> **What to do**:
Copy the rows below word for word, from the line containing "Locate the stone" through the end of the rows, inclusive.

> **Material for the task**:
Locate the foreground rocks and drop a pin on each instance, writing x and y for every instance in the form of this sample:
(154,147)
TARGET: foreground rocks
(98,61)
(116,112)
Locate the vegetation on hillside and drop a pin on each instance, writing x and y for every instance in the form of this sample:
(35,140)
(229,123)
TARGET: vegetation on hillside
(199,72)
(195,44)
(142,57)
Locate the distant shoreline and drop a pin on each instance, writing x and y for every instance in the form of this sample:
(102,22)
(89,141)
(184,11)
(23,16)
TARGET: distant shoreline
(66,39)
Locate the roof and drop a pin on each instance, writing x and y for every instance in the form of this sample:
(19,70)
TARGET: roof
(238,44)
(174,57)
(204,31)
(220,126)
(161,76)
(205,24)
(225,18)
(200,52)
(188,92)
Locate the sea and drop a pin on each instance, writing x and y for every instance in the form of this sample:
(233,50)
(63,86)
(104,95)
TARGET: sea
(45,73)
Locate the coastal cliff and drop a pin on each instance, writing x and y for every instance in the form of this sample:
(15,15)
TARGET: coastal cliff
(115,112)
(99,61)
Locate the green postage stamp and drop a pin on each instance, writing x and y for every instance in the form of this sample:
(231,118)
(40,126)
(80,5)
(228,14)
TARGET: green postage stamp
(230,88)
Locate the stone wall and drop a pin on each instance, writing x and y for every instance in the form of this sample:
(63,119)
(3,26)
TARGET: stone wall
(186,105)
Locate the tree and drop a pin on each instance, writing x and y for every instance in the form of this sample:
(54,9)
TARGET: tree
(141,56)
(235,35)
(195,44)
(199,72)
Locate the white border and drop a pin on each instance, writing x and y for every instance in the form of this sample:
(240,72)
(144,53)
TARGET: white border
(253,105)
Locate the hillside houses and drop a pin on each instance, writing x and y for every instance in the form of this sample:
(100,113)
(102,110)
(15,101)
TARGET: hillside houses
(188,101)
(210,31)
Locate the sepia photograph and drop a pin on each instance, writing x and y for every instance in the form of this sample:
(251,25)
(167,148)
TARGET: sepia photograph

> **Response to the exercise**:
Locate the stone wall and drop a pin on each instance, writing x and y for every instance in the form of this sample:
(63,119)
(3,26)
TARGET: stone wall
(186,105)
Locate the tree and drop a pin on each instance, writing x and y for every instance in the form of this sample:
(54,9)
TARGET: tree
(141,56)
(235,35)
(195,44)
(199,72)
Locate the white border and drop a pin on each instance, writing x and y for every instance in the form of this sample:
(240,72)
(144,53)
TARGET: white border
(253,105)
Locate the hillside houses and drop a pin on each instance, writing x and y for every instance in the form of this sample:
(100,113)
(102,110)
(15,101)
TARGET: hillside houses
(188,101)
(210,31)
Locate the sepia photograph and drop a pin on each instance, writing x and y for every instance in the form of this sample:
(251,25)
(167,148)
TARGET: sepia photograph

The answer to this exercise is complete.